**DIRECTION A:** In the records, swap "roof antenna" for "rooftop antenna" in the lines starting with the line with "FLASHCARD — Front: Point out the roof" and going on through the line with "[77, 7, 83, 30]". Give those lines again with nothing else changed.

**SOURCE:**
The 2020 Regulations only apply to the provision of support to a student in relation to a course which begins on or after 1st August 2020 – see 2020 Regulations regulation 1(3). Since the Claimant intends to commence her current course in February 2020, and incurred a debt as the result of the refusal of a loan for her previous course at University of East London in 2018-19, the 2020 Regulations do not directly benefit her. Nonetheless, Mr Squires prayed them in aid in support of his argument that the regime which did apply to the Claimant infringed her Convention right not to be subjected to discrimination in relation to other rights under the Convention, here the right to education. It is therefore necessary to say something of the 2020 Regulations.

23.

Regulation 2(3) of the 2020 Regulations makes amendments to the 2011 Regulations. Materially for present purposes it adds to Schedule 1 of the 2011 Regulations a new category of eligible student – paragraph 4C which is,

Persons granted indefinite leave to remain as a victim of domestic violence or domestic abuse A person granted indefinite leave to remain as a victim of domestic violence or domestic abuse who is ordinarily resident in England on the first day of the first academic year of the course.’

24.

It will be seen, therefore, that there is no equivalent to paragraph 1(a)(iii) of Schedule 1 to the 2011 Regulations. In other words, a person who has been granted indefinite leave to remain in the UK as the victim of domestic abuse will not in the future additionally have to show that she or he was lawfully resident in the UK for the three years prior to the first day of her university course.

Human Rights

25.

The UK is a party not only to the European Convention on Human Rights, but also to certain Protocols to the Convention. The First Protocol includes Article 2 (conventionally referred to as A2P1) which says,

Right to Education: No person shall be denied the right to education. In the exercise of any functions which it assumes in relation to education and to teaching, the State shall respect the right of parents to ensure such education and teaching in conformity with their own religious and philosophical convictions.’

26.

Article 14 of the Convention says,

prohibition of discrimination: The enjoyment of the rights and freedoms set forth in this Convention shall be secured without discrimination on any ground such as sex, race, colour, language, religion, political or other opinion, national or social origin, association with a national minority, property, birth or other status.’

27.

As Article 14 says, the prohibition on discrimination applies to ‘the enjoyment of the rights and freedoms set forth in this Convention.’ It is well settled that it is sufficient for a complainant to show that the impugned discrimination is ‘within the ambit’ of one of the other Convention rights (or, of course, a right in one of the Protocols to which the UK is a party). In this case the Defendant accepts that the alleged discrimination was within the ambit of the right to education in A2P1. In view of this concession, it is not necessary for me to elaborate on the nature of the ‘right to education’ in A2P1.

28.

**DIRECTION B:** In the judgment excerpt, the 2020 Regulations apply only to courses beginning on or after what date?

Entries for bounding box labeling
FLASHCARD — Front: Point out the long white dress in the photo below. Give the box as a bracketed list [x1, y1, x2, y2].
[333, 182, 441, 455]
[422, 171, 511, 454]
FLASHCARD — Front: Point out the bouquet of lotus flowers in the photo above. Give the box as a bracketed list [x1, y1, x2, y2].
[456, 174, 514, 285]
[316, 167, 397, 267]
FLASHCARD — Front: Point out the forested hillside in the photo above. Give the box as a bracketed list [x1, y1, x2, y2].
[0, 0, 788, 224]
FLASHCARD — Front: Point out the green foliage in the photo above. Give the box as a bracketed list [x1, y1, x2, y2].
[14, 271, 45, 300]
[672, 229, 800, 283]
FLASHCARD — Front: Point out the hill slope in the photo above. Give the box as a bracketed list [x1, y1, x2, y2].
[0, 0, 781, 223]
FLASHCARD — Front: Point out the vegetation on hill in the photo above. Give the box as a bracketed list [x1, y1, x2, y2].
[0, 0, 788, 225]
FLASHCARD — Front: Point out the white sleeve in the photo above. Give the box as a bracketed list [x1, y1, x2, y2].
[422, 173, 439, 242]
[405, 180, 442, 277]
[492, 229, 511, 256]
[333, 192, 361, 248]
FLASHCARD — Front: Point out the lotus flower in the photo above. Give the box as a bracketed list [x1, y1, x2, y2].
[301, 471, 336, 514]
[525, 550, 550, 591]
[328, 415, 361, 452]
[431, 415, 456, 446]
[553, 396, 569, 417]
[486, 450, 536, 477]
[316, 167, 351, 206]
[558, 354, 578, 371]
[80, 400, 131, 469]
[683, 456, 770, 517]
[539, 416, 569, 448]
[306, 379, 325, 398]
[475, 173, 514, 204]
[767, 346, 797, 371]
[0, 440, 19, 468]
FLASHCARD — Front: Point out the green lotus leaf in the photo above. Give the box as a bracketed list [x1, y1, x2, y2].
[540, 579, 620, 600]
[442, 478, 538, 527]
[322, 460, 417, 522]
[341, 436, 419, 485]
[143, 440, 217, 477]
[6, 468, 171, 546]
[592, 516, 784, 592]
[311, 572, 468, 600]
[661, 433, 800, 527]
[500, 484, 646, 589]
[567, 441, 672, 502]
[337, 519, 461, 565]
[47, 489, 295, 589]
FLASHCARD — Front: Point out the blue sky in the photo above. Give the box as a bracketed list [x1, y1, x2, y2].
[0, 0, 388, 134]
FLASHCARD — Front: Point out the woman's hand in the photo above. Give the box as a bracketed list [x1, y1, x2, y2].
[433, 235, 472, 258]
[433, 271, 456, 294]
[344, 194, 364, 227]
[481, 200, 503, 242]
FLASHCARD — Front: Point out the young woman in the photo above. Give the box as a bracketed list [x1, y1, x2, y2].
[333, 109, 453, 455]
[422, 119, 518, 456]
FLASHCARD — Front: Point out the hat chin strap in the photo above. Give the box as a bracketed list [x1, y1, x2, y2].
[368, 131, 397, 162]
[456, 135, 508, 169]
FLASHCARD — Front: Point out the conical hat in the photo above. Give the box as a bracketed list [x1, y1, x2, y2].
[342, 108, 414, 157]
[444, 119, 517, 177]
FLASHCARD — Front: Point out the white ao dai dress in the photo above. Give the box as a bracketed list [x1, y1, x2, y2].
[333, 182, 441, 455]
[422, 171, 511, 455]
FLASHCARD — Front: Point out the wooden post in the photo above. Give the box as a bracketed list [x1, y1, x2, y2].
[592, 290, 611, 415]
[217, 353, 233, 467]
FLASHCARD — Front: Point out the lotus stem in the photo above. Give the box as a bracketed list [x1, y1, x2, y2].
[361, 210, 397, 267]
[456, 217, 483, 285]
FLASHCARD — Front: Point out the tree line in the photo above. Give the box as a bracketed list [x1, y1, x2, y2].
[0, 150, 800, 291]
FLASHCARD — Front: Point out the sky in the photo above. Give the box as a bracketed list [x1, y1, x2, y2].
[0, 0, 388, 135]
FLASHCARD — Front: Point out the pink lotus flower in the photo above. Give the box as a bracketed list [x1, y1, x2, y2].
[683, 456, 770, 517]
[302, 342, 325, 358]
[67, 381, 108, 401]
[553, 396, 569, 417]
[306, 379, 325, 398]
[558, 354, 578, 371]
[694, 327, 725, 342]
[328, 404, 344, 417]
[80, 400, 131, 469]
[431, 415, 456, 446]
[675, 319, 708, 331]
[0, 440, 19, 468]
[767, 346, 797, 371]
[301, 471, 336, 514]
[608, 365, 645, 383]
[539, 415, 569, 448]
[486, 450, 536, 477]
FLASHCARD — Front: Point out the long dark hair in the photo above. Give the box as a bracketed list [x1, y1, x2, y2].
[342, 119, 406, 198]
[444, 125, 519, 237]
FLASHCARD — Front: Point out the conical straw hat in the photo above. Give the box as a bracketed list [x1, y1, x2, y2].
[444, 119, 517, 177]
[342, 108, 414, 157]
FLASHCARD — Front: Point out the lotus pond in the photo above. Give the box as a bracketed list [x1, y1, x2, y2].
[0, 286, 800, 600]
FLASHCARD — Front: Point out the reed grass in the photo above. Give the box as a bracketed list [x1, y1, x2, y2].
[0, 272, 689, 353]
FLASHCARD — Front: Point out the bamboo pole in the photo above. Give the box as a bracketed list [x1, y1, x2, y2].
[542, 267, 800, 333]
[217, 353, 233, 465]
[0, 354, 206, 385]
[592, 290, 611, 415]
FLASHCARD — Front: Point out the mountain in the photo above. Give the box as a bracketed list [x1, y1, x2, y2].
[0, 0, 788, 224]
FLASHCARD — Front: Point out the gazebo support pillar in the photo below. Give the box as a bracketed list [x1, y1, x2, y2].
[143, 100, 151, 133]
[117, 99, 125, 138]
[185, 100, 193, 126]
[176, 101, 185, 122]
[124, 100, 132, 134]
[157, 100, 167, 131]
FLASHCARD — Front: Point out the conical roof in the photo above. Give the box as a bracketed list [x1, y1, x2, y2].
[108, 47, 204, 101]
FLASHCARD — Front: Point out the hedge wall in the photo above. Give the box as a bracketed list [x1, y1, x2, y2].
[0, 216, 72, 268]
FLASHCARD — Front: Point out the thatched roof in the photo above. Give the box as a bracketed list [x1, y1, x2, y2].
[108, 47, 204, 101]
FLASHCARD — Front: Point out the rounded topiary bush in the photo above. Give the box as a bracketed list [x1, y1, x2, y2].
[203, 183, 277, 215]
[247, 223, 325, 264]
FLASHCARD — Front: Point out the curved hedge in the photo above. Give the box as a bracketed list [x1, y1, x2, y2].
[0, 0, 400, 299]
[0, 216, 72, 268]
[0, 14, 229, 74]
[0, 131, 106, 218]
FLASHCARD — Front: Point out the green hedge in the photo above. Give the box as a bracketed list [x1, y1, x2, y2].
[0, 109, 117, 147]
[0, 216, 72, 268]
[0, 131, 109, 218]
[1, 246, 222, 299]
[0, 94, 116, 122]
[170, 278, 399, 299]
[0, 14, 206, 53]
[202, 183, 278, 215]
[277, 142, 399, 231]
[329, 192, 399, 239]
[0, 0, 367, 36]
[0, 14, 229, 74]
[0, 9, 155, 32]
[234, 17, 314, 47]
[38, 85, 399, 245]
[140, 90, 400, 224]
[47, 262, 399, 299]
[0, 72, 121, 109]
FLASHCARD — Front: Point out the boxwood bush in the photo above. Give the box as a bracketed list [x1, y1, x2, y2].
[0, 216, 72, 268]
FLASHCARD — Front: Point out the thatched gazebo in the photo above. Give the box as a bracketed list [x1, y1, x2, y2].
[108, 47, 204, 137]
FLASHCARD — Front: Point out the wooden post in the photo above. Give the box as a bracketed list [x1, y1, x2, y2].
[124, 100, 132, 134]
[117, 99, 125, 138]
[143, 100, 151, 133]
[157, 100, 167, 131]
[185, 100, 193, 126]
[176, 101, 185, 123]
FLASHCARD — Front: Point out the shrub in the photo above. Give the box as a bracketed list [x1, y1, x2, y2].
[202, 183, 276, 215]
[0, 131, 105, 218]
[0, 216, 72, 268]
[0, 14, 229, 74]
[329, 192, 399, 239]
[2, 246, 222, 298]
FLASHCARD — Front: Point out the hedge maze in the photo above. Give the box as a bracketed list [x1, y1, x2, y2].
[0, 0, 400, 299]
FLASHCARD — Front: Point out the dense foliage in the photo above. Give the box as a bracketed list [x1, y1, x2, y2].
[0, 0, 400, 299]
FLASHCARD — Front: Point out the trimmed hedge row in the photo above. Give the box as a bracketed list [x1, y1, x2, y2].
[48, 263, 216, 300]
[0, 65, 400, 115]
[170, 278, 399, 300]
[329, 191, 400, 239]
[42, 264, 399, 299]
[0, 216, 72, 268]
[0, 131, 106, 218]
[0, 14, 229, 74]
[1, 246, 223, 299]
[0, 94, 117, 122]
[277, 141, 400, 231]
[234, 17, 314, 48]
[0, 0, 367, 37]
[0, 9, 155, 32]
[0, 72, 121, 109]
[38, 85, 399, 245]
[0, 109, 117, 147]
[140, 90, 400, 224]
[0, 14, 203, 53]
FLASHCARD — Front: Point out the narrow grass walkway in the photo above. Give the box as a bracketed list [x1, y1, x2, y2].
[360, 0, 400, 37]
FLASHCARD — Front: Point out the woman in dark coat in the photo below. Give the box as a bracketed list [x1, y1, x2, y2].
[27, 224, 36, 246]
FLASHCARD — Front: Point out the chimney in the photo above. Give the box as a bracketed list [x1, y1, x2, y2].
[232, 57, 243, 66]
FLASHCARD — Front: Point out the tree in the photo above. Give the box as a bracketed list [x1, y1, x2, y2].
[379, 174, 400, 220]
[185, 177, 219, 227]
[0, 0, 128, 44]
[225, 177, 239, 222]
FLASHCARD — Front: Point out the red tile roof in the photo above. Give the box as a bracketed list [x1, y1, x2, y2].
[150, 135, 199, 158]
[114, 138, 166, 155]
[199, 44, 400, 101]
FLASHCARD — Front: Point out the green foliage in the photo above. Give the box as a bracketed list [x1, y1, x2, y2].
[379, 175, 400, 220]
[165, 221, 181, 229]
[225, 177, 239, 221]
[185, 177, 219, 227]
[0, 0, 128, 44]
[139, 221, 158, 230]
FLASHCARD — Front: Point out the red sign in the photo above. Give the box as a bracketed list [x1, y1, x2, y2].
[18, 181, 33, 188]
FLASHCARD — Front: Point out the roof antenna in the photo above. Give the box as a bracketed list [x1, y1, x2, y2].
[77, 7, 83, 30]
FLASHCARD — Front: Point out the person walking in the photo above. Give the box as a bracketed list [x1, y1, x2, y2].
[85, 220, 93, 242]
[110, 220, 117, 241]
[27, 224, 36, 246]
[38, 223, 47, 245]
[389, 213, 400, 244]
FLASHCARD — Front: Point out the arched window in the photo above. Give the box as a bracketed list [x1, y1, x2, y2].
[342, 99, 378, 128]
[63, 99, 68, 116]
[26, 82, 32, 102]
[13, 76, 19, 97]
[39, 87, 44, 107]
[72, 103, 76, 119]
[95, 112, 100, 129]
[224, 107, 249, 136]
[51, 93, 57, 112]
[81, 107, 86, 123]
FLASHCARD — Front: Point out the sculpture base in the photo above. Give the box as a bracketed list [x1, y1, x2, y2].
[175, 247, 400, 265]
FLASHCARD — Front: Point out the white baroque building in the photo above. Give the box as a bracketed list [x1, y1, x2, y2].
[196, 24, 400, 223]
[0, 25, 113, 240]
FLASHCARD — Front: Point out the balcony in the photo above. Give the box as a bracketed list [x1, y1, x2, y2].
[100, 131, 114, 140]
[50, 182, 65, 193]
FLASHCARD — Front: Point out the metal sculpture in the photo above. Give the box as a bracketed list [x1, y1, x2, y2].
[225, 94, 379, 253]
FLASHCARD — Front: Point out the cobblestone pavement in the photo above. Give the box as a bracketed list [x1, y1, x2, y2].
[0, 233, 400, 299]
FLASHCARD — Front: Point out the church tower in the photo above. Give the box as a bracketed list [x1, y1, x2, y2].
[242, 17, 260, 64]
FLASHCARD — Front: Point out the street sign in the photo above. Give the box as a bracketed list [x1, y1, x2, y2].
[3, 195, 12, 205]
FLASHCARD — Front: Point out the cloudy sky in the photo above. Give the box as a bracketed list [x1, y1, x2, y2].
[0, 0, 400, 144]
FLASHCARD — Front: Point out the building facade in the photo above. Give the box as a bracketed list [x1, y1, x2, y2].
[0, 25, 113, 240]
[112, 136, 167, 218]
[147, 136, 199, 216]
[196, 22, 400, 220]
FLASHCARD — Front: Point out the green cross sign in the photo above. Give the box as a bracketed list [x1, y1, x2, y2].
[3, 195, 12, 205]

**RIGHT ANSWER A:**
FLASHCARD — Front: Point out the rooftop antenna in the photo above. Give the box as a bracketed list [x1, y1, x2, y2].
[77, 7, 83, 30]

**RIGHT ANSWER B:** 1st August 2020